Reproduce the data below word for word, starting with the line that contains "of the path" and going on through the line that contains "Target: green leaf", with both of those lines included.

(Location identification items)
━━━━━━

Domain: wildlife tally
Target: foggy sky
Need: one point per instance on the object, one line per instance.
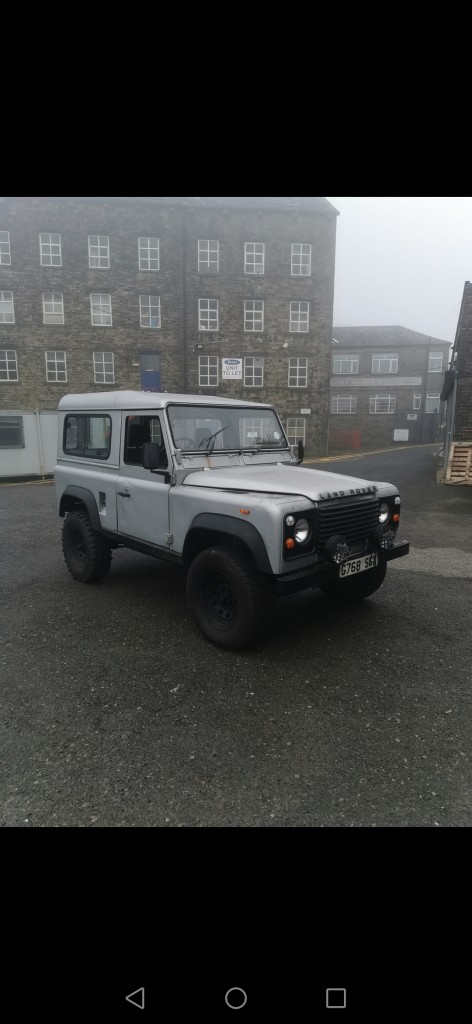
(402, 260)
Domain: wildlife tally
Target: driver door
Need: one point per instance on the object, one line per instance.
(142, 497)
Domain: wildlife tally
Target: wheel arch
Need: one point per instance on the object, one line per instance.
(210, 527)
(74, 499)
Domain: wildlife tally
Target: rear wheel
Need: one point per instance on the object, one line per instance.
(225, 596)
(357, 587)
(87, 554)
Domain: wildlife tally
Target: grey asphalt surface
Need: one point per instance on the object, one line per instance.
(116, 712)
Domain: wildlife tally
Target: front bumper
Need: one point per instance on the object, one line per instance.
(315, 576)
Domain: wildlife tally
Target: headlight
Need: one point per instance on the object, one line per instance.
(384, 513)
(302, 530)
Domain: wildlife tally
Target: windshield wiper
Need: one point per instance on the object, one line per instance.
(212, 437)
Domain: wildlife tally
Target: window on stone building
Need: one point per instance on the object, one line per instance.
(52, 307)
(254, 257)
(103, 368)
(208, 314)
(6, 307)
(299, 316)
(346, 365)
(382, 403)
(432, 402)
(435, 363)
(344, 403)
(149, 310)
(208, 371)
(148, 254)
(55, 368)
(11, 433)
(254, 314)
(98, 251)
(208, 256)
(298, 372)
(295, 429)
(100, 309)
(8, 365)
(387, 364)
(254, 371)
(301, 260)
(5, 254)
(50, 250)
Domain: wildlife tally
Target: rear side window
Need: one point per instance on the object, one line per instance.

━━━━━━

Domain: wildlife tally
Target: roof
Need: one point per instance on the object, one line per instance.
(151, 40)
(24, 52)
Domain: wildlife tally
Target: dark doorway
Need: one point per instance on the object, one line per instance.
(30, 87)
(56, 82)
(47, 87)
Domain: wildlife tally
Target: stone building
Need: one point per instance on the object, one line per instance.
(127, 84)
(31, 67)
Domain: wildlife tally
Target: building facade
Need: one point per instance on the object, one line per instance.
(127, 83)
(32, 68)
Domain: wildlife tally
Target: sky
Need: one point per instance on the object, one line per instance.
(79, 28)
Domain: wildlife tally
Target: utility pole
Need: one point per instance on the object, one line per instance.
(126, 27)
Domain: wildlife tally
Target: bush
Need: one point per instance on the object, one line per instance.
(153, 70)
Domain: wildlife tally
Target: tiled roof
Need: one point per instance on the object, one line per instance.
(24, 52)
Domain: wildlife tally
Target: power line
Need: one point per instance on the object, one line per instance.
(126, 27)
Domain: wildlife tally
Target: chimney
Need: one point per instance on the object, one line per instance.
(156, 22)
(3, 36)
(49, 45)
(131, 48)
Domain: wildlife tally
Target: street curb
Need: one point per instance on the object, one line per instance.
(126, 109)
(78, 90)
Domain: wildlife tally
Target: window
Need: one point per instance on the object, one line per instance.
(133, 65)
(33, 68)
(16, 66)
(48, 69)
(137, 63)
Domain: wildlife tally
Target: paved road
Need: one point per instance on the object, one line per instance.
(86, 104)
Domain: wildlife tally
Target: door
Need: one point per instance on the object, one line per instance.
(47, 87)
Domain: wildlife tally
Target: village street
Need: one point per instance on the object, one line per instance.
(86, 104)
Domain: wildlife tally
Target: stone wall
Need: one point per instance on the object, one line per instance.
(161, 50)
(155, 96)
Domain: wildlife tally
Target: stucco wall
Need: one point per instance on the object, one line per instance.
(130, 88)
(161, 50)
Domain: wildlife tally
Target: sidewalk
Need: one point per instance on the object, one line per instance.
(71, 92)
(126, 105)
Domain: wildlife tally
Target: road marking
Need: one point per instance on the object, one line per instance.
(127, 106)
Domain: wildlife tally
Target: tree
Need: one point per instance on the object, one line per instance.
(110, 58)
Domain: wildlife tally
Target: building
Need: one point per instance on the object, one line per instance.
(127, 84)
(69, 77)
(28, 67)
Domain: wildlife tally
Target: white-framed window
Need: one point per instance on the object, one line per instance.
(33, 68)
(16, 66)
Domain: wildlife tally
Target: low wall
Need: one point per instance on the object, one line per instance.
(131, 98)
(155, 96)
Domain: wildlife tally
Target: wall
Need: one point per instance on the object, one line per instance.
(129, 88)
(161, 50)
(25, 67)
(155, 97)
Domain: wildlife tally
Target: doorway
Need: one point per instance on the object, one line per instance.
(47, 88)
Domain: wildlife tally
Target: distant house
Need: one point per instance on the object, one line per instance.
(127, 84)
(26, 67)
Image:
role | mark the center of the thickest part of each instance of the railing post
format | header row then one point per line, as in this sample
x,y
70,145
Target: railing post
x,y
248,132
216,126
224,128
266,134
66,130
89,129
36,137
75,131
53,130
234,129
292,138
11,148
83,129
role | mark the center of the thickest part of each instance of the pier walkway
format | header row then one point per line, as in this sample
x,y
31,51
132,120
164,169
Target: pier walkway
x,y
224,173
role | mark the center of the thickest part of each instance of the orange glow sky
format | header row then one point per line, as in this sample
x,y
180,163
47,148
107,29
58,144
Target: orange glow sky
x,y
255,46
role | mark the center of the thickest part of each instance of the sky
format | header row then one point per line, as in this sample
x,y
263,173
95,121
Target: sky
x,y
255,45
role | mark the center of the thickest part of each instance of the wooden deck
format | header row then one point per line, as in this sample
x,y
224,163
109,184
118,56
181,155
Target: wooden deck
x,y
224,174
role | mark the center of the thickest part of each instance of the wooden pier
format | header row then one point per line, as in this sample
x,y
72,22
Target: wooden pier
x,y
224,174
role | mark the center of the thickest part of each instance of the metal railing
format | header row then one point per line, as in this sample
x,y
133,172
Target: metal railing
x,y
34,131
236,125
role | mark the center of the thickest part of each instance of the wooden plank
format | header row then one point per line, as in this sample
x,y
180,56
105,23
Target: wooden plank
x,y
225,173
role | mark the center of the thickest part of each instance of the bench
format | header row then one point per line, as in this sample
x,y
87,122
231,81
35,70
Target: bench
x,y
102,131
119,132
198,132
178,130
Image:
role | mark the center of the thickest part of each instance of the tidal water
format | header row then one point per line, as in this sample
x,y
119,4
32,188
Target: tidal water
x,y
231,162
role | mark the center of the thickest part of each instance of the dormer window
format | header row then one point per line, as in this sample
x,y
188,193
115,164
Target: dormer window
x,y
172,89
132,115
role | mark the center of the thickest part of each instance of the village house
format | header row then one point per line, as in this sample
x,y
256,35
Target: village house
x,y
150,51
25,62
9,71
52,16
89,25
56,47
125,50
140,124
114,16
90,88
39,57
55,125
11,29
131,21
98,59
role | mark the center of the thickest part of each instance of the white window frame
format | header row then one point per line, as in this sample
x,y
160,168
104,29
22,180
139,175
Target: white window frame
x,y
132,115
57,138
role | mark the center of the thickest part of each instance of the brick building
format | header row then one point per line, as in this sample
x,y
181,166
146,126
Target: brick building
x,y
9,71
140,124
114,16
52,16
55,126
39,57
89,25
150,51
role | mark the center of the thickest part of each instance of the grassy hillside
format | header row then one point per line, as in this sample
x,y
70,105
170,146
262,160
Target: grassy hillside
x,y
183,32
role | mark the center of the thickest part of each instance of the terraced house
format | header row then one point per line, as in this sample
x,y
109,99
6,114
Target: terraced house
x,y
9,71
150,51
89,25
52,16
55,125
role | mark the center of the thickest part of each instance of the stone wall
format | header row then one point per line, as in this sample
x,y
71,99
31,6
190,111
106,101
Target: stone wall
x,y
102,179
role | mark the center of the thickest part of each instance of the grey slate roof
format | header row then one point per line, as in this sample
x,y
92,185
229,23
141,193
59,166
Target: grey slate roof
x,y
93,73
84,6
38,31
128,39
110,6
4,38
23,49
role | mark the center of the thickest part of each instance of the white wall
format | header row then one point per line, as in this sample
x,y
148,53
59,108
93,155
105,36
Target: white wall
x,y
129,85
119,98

━━━━━━

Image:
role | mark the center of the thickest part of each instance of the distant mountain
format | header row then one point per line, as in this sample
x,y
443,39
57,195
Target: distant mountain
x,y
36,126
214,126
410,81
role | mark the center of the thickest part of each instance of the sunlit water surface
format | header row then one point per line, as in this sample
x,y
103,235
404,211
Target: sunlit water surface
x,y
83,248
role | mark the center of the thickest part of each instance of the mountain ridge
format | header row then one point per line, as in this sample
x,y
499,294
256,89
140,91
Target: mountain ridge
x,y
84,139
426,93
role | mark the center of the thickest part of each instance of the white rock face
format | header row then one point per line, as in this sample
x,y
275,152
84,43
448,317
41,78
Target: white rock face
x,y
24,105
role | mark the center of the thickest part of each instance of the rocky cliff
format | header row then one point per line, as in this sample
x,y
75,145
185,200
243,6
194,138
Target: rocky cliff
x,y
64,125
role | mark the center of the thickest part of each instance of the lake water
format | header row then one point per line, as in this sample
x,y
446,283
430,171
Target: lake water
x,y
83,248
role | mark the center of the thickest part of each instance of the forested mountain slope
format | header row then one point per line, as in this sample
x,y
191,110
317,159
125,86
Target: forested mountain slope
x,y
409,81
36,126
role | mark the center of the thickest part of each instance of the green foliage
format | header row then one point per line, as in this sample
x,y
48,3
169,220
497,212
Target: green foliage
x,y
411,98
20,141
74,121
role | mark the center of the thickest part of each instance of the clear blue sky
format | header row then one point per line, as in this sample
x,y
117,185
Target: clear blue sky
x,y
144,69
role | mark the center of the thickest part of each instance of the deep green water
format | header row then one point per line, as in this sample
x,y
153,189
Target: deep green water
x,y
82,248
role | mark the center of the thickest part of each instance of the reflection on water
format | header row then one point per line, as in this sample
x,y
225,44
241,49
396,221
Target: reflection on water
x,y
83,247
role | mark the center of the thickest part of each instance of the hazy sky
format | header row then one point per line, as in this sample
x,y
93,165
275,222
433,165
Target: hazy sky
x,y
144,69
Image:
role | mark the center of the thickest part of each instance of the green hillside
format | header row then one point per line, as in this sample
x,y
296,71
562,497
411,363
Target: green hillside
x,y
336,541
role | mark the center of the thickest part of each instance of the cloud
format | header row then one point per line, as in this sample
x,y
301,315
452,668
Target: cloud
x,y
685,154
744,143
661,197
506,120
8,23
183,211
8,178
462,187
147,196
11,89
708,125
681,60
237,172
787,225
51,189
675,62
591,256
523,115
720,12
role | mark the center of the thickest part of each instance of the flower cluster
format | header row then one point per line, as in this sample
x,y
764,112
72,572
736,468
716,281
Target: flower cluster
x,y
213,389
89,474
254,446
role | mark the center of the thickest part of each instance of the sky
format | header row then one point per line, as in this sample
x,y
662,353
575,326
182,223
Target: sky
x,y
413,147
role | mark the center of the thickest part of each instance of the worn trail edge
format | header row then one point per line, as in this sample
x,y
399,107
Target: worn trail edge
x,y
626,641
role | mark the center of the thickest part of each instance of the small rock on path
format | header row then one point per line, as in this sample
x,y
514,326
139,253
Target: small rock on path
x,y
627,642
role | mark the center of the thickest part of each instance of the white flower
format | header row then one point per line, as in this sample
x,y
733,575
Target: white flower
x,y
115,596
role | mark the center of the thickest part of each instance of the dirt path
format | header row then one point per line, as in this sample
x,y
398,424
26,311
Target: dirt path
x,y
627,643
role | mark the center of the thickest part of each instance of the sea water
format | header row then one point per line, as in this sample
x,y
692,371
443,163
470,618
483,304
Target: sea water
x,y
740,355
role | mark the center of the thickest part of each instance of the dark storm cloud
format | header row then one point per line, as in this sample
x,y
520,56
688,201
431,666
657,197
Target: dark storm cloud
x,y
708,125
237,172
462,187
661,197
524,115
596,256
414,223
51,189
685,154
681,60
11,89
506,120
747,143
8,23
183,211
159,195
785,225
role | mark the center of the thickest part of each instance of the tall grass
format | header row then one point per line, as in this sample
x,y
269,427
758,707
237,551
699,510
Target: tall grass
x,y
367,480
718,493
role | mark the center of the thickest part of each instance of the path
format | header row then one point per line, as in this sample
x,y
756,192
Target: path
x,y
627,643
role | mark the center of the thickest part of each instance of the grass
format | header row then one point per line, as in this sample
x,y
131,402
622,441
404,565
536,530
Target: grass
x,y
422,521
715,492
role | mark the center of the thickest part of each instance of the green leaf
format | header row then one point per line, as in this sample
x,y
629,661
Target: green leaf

━━━━━━

**REPLY TO THE EXERCISE**
role | mark the center of the thickest part of each instance of the path
format | header row then one point per line, as in this sample
x,y
756,192
Target: path
x,y
627,643
role | mark the center of the thickest part of each instance of the grass
format | header row then one point per line, as in this sample
x,y
131,402
622,441
404,565
536,530
Target: grass
x,y
422,521
715,492
role | mark the center of the thickest part of each instance of the green leaf
format | header row then one point per line, as in this sample
x,y
629,661
Target: green leaf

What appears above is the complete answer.